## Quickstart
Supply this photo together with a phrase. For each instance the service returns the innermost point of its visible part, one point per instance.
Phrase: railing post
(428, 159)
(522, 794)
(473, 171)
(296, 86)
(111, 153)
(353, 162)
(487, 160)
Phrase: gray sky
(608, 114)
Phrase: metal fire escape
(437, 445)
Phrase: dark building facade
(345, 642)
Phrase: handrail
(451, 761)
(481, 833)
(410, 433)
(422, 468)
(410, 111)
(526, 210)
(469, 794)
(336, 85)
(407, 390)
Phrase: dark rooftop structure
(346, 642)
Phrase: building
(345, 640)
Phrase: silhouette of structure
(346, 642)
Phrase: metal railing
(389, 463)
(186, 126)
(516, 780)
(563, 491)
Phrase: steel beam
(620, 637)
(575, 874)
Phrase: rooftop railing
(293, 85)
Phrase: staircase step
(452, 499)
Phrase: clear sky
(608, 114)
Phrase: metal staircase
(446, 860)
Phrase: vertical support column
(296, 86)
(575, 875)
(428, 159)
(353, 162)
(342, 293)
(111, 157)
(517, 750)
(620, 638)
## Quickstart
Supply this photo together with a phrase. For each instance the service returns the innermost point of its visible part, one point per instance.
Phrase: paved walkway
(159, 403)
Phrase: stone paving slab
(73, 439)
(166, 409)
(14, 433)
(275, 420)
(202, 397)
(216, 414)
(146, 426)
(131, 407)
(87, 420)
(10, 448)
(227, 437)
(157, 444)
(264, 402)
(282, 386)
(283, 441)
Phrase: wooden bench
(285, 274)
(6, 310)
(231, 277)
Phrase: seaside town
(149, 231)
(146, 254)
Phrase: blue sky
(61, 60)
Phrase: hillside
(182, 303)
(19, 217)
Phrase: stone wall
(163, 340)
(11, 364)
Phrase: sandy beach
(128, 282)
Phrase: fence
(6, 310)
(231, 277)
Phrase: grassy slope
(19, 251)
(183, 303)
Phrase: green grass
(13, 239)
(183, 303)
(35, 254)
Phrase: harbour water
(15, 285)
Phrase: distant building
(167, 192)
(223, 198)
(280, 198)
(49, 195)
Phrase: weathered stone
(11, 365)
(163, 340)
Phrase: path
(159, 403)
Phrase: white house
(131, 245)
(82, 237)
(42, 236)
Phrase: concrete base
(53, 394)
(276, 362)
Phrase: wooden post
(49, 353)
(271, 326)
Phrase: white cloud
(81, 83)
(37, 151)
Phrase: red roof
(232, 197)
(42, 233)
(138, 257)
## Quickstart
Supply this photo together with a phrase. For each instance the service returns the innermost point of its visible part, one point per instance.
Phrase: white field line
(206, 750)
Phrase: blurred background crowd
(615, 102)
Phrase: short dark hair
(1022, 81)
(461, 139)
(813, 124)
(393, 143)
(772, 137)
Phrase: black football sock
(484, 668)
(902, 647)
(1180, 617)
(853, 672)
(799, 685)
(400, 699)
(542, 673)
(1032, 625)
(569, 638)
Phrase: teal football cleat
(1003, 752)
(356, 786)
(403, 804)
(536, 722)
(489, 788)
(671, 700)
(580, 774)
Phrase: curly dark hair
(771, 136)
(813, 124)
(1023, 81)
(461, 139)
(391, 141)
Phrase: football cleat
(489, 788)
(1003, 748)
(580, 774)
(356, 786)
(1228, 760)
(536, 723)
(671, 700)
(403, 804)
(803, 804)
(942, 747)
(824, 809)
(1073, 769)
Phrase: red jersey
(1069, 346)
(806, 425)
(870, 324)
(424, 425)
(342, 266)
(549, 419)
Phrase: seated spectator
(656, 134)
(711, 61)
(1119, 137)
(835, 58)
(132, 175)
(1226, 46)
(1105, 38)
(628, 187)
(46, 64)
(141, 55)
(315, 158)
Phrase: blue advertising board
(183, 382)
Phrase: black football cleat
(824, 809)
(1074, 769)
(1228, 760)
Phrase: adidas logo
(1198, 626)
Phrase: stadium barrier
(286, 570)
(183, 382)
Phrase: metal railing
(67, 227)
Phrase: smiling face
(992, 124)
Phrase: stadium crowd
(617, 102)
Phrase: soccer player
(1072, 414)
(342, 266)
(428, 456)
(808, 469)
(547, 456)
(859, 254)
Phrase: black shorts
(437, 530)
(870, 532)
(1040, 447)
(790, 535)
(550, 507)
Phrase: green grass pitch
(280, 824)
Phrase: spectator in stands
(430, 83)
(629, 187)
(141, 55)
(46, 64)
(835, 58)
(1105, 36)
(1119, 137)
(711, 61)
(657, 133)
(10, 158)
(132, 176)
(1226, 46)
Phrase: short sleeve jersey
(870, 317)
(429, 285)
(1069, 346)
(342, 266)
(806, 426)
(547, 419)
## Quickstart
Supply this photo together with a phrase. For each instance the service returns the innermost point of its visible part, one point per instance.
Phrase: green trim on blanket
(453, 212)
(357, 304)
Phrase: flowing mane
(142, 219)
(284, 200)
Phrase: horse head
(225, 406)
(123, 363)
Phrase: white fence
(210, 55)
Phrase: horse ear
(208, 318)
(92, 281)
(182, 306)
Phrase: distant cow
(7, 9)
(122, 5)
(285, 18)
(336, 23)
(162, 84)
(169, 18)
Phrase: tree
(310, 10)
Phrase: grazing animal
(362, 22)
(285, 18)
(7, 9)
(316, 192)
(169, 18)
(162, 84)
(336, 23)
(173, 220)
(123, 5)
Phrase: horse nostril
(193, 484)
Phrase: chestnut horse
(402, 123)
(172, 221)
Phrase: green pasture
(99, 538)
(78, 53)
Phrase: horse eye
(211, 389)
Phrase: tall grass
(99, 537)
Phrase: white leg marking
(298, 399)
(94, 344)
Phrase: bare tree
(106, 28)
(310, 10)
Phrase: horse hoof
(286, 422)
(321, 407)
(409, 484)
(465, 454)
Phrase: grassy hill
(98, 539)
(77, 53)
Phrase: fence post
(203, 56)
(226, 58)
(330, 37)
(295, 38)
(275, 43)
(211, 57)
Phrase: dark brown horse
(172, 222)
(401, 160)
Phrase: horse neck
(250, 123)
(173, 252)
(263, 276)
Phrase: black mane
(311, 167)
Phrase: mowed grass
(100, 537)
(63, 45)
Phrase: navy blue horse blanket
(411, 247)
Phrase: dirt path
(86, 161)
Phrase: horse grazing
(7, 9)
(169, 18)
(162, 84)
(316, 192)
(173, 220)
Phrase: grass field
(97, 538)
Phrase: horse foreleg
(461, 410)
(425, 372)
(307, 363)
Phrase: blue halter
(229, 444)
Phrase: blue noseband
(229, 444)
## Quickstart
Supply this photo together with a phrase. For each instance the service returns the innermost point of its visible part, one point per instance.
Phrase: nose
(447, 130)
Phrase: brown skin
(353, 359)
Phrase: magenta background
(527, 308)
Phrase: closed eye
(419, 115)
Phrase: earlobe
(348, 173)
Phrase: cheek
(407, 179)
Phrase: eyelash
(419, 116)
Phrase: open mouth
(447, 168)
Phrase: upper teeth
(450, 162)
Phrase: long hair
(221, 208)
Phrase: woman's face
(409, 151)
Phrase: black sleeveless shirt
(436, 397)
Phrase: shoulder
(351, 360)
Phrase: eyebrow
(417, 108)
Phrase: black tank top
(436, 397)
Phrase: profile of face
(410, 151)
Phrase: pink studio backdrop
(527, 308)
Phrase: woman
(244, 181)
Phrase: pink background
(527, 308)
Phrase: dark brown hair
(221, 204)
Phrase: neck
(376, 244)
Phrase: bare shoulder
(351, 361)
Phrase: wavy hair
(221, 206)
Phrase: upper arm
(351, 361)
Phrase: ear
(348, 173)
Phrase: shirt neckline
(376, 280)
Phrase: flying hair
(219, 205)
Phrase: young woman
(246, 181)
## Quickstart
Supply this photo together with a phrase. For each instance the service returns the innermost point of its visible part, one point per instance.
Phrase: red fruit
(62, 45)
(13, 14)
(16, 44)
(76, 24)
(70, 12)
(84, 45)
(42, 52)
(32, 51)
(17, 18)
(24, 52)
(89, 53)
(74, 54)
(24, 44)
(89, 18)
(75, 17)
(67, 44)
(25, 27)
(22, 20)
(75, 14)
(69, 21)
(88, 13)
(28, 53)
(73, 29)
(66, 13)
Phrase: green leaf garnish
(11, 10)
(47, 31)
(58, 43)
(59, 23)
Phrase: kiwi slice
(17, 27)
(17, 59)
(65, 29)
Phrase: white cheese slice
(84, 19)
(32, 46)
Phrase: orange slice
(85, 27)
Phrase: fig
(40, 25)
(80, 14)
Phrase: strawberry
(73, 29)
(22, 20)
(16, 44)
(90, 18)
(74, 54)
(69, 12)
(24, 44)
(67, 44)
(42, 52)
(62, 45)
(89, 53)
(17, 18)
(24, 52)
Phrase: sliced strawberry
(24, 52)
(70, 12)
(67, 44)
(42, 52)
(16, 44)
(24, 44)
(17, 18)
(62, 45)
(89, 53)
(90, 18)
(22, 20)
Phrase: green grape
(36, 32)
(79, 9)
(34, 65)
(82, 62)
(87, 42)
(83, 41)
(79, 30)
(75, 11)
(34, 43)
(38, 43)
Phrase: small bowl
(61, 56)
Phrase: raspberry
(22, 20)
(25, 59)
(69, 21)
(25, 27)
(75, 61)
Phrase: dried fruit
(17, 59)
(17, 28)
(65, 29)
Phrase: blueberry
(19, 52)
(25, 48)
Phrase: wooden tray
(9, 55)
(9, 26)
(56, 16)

────────

Restate word for word the lines from the one holding "Phrase: green leaf garnish" to the end of the listing, both ends included, and nothing more.

Phrase: green leaf garnish
(11, 10)
(47, 31)
(58, 43)
(59, 23)
Phrase: kiwi slice
(17, 27)
(17, 59)
(65, 29)
Phrase: white cheese slice
(84, 19)
(32, 46)
Phrase: orange slice
(85, 27)
Phrase: fig
(40, 25)
(80, 14)
Phrase: strawberry
(73, 29)
(22, 20)
(16, 44)
(90, 18)
(74, 54)
(69, 12)
(24, 44)
(67, 44)
(42, 52)
(62, 45)
(89, 53)
(17, 18)
(24, 52)
Phrase: sliced strawberry
(24, 52)
(70, 12)
(67, 44)
(42, 52)
(16, 44)
(24, 44)
(17, 18)
(62, 45)
(89, 53)
(90, 18)
(22, 20)
Phrase: green grape
(36, 32)
(79, 9)
(34, 65)
(82, 62)
(87, 42)
(83, 41)
(79, 30)
(75, 11)
(34, 43)
(38, 43)
Phrase: small bowl
(61, 56)
Phrase: raspberry
(22, 20)
(25, 59)
(69, 21)
(25, 27)
(75, 61)
Phrase: dried fruit
(17, 59)
(17, 28)
(65, 29)
Phrase: blueberry
(19, 52)
(25, 48)
Phrase: wooden tray
(9, 55)
(9, 26)
(56, 16)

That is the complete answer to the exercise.